▶ [Partes del ejercicio]
[1] Según el texto sobre los maquis, ¿en qué lugar mantuvo Franco sus fuerzas militares durante dos o tres años?
[2] En el texto sobre los maquis, reescribe el fragmento desde "Al mismo tiempo, las" hasta "del territorio español." y sustituye "guerrillas" por "partidas armadas".

▶ [Texto de origen]
+ + + +

Creo que vale la pena aportar algunos recuerdos personales a dichos comentarios, con particular referencia al papel que desempeñaron los llamados 'maquis' en el Sur de España, y en Granada en particular por entonces.

Terminada la guerra mundial, el régimen de Franco entró en una difícil crisis, ya que todos sus apoyos exteriores habían sido derrotados, y perdían cualquier tipo de legitimación. De modo que las fuerzas contrarias -casi siempre de izquierda- intentaron provocar un movimiento interior de reacción violenta ante la dictadura. Grupos de antiguos combatientes, otros, simpatizantes de movimientos radicales y desde luego miembros de sectores anarquistas o comunistas, se «echaron al monte», o se introdujeron clandestinamente por mar o por las fronteras para atacar a un sistema que, con bastante fundamento, consideraban casi acabado. Hasta el punto de que, temeroso de una invasión directa de los aliados, Franco movilizó todas sus fuerzas militares situándolas durante dos o tres años en el Pirineo. Incluso se buscó un secreto refugio en la República Dominicana, por si las cosas se le ponían mal.

Al mismo tiempo, las guerrillas (denominadas 'maquis', por aproximación a la resistencia francesa), provocaron atentados en vías de comunicación, entidades oficiales y otros objetivos en diversos puntos del territorio español.

+ + + +

▶ [Registros de datos]
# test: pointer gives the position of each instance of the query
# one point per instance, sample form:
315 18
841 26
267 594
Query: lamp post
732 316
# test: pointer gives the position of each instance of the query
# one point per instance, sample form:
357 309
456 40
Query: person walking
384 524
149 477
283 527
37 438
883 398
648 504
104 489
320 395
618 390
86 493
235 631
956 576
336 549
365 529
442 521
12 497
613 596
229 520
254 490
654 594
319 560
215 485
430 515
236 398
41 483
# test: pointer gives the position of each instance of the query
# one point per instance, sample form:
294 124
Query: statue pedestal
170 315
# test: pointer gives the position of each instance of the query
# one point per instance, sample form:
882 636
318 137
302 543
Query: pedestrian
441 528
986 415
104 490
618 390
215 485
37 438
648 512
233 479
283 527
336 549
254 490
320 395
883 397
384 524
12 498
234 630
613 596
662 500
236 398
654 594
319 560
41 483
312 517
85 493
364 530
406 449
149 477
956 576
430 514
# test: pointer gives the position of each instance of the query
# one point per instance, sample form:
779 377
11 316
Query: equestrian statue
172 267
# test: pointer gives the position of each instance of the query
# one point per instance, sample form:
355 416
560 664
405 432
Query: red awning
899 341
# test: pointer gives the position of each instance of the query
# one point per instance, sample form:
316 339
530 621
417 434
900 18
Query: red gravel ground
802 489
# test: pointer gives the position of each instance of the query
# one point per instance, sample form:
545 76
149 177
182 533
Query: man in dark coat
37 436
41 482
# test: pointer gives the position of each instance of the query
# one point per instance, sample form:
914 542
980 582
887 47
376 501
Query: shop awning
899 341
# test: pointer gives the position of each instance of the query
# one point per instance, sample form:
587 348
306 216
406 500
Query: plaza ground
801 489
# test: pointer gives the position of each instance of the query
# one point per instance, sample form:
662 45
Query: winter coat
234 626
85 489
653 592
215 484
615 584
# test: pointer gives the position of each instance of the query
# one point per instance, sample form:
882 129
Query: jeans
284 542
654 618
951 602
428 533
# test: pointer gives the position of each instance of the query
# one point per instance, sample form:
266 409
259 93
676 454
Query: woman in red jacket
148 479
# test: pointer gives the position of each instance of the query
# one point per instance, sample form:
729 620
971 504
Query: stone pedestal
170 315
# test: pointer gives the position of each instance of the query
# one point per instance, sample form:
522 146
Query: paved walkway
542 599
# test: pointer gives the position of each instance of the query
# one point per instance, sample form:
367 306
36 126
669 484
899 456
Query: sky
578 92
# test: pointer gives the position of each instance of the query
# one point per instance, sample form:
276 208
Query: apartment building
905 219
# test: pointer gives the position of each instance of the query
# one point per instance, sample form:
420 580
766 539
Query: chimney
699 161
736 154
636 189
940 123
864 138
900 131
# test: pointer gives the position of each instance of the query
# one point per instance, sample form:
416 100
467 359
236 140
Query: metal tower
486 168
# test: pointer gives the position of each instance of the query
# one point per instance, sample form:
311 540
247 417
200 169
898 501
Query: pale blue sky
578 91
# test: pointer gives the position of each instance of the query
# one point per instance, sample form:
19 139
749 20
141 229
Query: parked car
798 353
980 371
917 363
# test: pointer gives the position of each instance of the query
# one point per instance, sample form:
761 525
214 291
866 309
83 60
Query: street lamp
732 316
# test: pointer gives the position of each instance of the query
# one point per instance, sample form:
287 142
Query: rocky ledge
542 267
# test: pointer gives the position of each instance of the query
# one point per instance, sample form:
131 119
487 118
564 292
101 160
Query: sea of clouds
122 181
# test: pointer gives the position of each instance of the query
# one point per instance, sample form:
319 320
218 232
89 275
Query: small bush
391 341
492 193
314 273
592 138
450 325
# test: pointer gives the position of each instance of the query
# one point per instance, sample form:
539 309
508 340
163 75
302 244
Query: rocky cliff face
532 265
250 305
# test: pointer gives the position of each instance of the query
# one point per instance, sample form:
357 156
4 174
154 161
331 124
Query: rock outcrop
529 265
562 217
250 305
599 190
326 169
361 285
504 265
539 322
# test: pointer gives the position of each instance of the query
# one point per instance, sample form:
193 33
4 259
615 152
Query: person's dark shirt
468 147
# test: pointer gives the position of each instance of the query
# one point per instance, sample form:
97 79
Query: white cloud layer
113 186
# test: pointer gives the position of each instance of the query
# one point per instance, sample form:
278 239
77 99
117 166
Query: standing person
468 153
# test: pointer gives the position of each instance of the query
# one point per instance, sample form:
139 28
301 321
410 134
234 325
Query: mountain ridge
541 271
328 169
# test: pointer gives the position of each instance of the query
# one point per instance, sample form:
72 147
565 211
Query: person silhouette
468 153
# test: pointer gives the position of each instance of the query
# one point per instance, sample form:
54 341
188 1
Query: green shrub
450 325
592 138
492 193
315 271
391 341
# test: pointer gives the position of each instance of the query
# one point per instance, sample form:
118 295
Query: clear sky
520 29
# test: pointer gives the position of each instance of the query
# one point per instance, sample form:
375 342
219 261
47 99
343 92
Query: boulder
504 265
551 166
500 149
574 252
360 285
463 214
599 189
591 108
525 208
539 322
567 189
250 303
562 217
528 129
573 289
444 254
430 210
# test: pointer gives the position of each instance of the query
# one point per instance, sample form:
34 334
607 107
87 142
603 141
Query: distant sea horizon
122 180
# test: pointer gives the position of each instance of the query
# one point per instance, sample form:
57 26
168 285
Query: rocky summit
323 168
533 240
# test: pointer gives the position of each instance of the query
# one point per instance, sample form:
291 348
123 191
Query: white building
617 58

+ + + +

▶ [Soluciones]
[1] En el Pirineo.

[2]
Al mismo tiempo, las partidas armadas (denominadas 'maquis', por aproximación a la resistencia francesa), provocaron atentados en vías de comunicación, entidades oficiales y otros objetivos en diversos puntos del territorio español.